** Begin DATASET EXTRACT **

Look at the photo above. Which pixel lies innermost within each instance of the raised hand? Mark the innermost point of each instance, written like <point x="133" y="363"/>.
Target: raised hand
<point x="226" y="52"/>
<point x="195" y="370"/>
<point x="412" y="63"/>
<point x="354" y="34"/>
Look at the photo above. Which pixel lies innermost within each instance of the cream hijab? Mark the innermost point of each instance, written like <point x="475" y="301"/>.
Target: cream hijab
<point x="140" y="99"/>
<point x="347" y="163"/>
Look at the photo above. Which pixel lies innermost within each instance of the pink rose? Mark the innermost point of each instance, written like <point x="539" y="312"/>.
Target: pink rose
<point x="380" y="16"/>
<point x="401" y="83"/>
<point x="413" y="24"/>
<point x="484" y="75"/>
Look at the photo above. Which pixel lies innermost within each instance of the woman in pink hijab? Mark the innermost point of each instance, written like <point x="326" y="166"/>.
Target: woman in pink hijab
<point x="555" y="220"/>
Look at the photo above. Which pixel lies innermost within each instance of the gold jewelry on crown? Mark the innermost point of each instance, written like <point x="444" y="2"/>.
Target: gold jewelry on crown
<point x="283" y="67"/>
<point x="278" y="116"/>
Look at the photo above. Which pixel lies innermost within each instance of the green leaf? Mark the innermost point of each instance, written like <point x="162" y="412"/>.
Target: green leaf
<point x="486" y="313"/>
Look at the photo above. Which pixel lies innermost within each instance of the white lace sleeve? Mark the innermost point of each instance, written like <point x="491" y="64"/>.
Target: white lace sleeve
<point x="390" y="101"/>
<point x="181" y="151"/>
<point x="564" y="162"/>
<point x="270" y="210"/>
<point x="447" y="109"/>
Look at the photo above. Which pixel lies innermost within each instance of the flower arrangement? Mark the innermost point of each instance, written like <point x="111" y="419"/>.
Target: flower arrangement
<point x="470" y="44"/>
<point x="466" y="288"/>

** End DATASET EXTRACT **

WHAT IS ASKED: Copy everything from the line containing "of the flower" down to the end of the material, swapping "flower arrangement" for "floral display" and leaving all else unchanged.

RESULT OF THIS TASK:
Look at the photo above. Which pixel lies innermost within each instance of the floral display? Mark the innermost point of each instance, written like <point x="111" y="419"/>.
Target: floral display
<point x="470" y="44"/>
<point x="466" y="288"/>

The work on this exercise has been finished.